**Passage:**
------
The second cell should again use Chrome to show and help understand the HTTP request and response going on.

### URL request to a JSON that uses URL parameters

Resources that we request of a Data System provider may not always be for an existing file (text or otherwise).  Just like when we make requests to an SQL server and specify (through our SQL SELECT query) some part of the data we are interested in, and the server processes from the stored files and tables and returns just the requested subset, we need such dynamic flexibility in the Data System providers that use HTTP.

This means that we need to pass additional information through HTTP, but still adhere to the methods/verbs that the protocol provides.  One means of passing additional information is to extend the use of our URL to include one or more key-value pairs.  These can be used by the server/provider, which can dynamically create our response.

In [32]:
import util

In [53]:
url = "http://datasystems.denison.edu/basic.html"

In [54]:
response = requests.get(url)
request = response.request

In [55]:
print("Response status:", response.status_code)

Response status: 200


In [56]:
print("URL:", request.url)

URL: http://datasystems.denison.edu/basic.html


In [57]:
url = "http://httpbin.org/get"
headerD = {
"Accept": "application/json",
"User-Agent": "datasystems-client"
}
response = requests.get(url, headers=headerD)
request = response.request

In [58]:
print("Response status:", response.status_code)

Response status: 200


In [59]:
data = json.loads(response.text)
data

{'args': {},
 'headers': {'Accept': 'application/json',
  'Accept-Encoding': 'gzip, deflate',
  'Host': 'httpbin.org',
  'User-Agent': 'datasystems-client',
  'X-Amzn-Trace-Id': 'Root=1-61723f2e-4e68f1cc122b83b8202dfe9d'},
 'origin': '14.182.14.80',
 'url': 'http://httpbin.org/get'}

In [60]:
url = "http://httpbin.org/get"
paramsD = {
"user": "smith",
"query": "movies tv"
}
response = requests.get(url, params=paramsD)
request = response.request

In [61]:
print("Response status:", response.status_code)

Response status: 200


In [62]:
print("Path:", request.path_url)
------
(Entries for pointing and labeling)
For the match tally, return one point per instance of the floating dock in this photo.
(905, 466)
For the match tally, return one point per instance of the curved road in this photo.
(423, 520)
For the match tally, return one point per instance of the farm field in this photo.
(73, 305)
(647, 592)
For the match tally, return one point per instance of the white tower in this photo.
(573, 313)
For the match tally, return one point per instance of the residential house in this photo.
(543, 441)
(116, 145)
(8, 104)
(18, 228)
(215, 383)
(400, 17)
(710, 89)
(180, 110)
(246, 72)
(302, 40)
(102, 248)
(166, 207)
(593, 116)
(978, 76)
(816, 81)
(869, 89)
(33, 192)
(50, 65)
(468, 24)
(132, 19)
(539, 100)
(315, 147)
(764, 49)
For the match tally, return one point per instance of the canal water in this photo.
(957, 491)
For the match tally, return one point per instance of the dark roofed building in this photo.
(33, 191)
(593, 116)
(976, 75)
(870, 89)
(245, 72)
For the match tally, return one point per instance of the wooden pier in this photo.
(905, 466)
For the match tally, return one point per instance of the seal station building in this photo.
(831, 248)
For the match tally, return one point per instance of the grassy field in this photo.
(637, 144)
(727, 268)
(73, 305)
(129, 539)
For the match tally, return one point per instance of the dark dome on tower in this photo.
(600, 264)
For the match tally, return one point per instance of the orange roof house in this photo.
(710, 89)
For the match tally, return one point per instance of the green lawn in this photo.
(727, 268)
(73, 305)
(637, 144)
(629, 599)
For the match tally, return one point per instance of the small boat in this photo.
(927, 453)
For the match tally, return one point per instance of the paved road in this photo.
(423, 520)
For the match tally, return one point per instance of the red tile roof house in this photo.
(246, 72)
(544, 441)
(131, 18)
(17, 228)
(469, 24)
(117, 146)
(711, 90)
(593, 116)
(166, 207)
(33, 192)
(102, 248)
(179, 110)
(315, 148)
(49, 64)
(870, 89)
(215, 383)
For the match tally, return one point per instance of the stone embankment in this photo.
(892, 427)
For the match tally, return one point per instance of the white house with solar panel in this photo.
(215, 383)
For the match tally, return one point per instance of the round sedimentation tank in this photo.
------
**Your objective:**
From the HTTP request passage above, write out the part starting with "Resources that we" and going on through "response = requests.get(url)", copied word for word.

**Result for this exercise:**
Resources that we request of a Data System provider may not always be for an existing file (text or otherwise).  Just like when we make requests to an SQL server and specify (through our SQL SELECT query) some part of the data we are interested in, and the server processes from the stored files and tables and returns just the requested subset, we need such dynamic flexibility in the Data System providers that use HTTP.

This means that we need to pass additional information through HTTP, but still adhere to the methods/verbs that the protocol provides.  One means of passing additional information is to extend the use of our URL to include one or more key-value pairs.  These can be used by the server/provider, which can dynamically create our response.

In [32]:
import util

In [53]:
url = "http://datasystems.denison.edu/basic.html"

In [54]:
response = requests.get(url)